ACÓRDÃO DO TRIBUNAL DE JUSTIÇA (Oitava Secção)

13 de julho de 2017 ( *1 )

«Reenvio prejudicial — Cooperação judiciária em matéria civil — Regulamento (CE) n.o 44/2001 — Competência em matéria de seguros — Legislação nacional que prevê, sob certas condições, o direito de a pessoa lesada intentar uma ação judicial diretamente contra o segurador do responsável pelo acidente — Cláusula atributiva de jurisdição acordada entre o segurador e o autor do dano»

No processo C‑368/16,

que tem por objeto um pedido de decisão prejudicial apresentado, nos termos do artigo 267.o TFUE, pelo Højesteret (Supremo Tribunal, Dinamarca), por decisão de 20 de junho de 2016, que deu entrada no Tribunal de Justiça em 6 de julho de 2016, no processo

Assens Havn

contra

Navigators Management (UK) Limited,

O TRIBUNAL DE JUSTIÇA (Oitava Secção),

composto por: M. Vilaras, presidente de secção, M. Safjan (relator) e D. Šváby, juízes,

advogado‑geral: Y. Bot,

secretário: A. Calot Escobar,

vistos os autos,

vistas as observações apresentadas:

em representação da Navigators Management (UK) Limited, por H. Nissen, advokat,

em representação do Governo belga, por L. Van den Broeck e J. Van Holm, na qualidade de agentes,

em representação do Governo espanhol, por A. Rubio González e A. Gavela Llopis, na qualidade de agentes,

em representação da Comissão Europeia, por M. Heller e L. Grønfeldt, na qualidade de agentes,

vista a decisão tomada, ouvido o advogado‑geral, de decidir o processo sem conclusões,

profere o presente

Acórdão

1

O pedido de decisão prejudicial tem por objeto a interpretação dos artigos 13.°, ponto 5, e 14.°, ponto 2, alínea a), do Regulamento (CE) n.o 44/2001 do Conselho, de 22 de dezembro de 2000, relativo à competência judiciária, ao reconhecimento e à execução de decisões em matéria civil e comercial (JO 2001, L 12, p. 1).

2

Este pedido foi apresentado no âmbito de um litígio que opõe o Assens Havn (porto de Assens, Dinamarca) à Navigators Management (UK) Limited, uma companhia de seguros (a seguir «Navigators Management»), a respeito da reparação do dano causado às instalações do cais do porto de Assens por um rebocador segurado nessa companhia.

Quadro jurídico

Direito da União

Regulamento n.o 44/2001

3

Os considerandos 11 e 13 do Regulamento n.o 44/2001 têm o seguinte teor:

«(11)

#### [INSTRUÇÕES]
A – Indique todas as entidades que, segundo o acórdão, apresentaram observações através de representantes.
B – Prolongue o acórdão do Tribunal de Justiça, retomando-o logo a seguir à última linha apresentada.
Os registos provêm de uma fonte diferente da do acórdão.

#### [LINHAS DE DADOS]
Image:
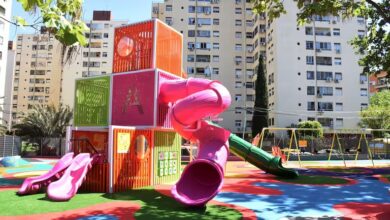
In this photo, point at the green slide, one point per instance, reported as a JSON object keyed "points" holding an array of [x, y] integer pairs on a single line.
{"points": [[259, 158]]}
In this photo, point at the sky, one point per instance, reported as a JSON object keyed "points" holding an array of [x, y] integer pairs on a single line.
{"points": [[132, 10]]}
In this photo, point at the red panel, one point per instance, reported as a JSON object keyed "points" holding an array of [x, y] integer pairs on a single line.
{"points": [[141, 55]]}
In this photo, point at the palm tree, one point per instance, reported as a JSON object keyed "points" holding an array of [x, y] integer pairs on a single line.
{"points": [[45, 122]]}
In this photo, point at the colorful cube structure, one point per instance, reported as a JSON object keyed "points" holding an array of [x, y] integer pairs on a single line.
{"points": [[120, 116]]}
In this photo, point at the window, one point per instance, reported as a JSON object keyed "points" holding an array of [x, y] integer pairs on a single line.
{"points": [[190, 70], [321, 75], [339, 106], [309, 45], [337, 47], [323, 46], [310, 90], [336, 32], [338, 76], [309, 30], [363, 92], [325, 106], [325, 61], [322, 32], [309, 60], [339, 122], [337, 61], [310, 75], [190, 58], [325, 91], [238, 47], [310, 106], [338, 91]]}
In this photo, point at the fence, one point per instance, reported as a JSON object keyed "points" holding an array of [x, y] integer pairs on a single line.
{"points": [[347, 144], [9, 146]]}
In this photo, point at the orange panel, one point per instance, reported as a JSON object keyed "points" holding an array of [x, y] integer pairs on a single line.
{"points": [[129, 171], [169, 49], [140, 55], [97, 179]]}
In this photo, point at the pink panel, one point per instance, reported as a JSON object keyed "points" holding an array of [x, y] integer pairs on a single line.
{"points": [[133, 99], [163, 110]]}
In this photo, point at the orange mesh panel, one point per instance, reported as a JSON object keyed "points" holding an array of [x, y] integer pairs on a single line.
{"points": [[169, 49], [97, 179], [130, 172], [141, 56]]}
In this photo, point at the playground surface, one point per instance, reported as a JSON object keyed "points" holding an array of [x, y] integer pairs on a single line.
{"points": [[248, 193]]}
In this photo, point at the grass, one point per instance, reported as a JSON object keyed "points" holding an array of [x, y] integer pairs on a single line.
{"points": [[315, 180], [154, 205]]}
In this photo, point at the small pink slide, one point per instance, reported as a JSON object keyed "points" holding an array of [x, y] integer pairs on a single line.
{"points": [[33, 184], [66, 187]]}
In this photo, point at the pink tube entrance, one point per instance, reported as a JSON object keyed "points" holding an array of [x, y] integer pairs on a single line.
{"points": [[196, 99]]}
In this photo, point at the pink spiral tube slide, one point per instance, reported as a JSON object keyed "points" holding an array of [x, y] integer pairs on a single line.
{"points": [[195, 99]]}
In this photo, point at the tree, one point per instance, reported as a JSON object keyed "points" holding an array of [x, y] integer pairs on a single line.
{"points": [[374, 46], [260, 114], [45, 122], [62, 18], [377, 115]]}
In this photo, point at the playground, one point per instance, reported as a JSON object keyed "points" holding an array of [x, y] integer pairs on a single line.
{"points": [[248, 193], [123, 154]]}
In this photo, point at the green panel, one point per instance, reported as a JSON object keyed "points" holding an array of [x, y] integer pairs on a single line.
{"points": [[167, 157], [92, 101]]}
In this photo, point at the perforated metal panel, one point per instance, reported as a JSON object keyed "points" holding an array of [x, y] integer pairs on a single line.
{"points": [[92, 102]]}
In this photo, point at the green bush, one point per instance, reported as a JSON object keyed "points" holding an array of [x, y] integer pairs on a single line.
{"points": [[310, 134]]}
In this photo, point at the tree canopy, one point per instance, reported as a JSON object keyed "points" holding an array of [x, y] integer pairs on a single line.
{"points": [[45, 121], [374, 46], [377, 115], [62, 18]]}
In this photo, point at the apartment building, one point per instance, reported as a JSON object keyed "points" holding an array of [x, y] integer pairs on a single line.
{"points": [[9, 82], [379, 82], [223, 41], [37, 73], [5, 13], [93, 60], [313, 72]]}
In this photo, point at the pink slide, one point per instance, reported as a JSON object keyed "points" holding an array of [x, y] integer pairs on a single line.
{"points": [[196, 99], [66, 187], [33, 184]]}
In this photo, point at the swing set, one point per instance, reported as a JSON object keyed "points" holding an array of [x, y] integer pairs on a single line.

#### [RESULTADOS POR TAREFA]
A – Navigators Management (UK) Limited; Governo belga; Governo espanhol; Comissão Europeia.

B –
As regras de competência devem apresentar um elevado grau de certeza jurídica e devem articular‑se em torno do princípio de que em geral a competência tem por base o domicílio do requerido e que tal competência deve estar sempre disponível, exceto em alguns casos bem determinados em que a matéria em litígio ou a autonomia das partes justificam outro critério de conexão […]

[…]

(13)

No respeitante aos contratos de seguro, de consumo e de trabalho, é conveniente proteger a parte mais fraca por meio de regras de competência mais favoráveis aos seus interesses do que a regra geral.»

4

Os artigos 8.° a 14.°, que figuram na secção 3, com a epígrafe «Competência em matéria de seguros», do capítulo II do referido regulamento, contêm as regras de competência em matéria de seguros.

5

De acordo com o artigo 8.o deste mesmo regulamento:

«Em matéria de seguros, a competência é determinada pela presente secção, sem prejuízo do disposto no artigo 4.o e no ponto 5 do artigo 5.o»

6

O artigo 9.o, n.o 1, do Regulamento n.o 44/2001 dispõe:

«O segurador domiciliado no território de um Estado‑Membro pode ser demandado:

a)

Perante os tribunais do Estado‑Membro em que tiver domicílio; ou

b)

Noutro Estado‑Membro, em caso de ações intentadas pelo tomador de seguro, o segurado ou um beneficiário, perante o tribunal do lugar em que o requerente tiver o seu domicílio […]

[…]»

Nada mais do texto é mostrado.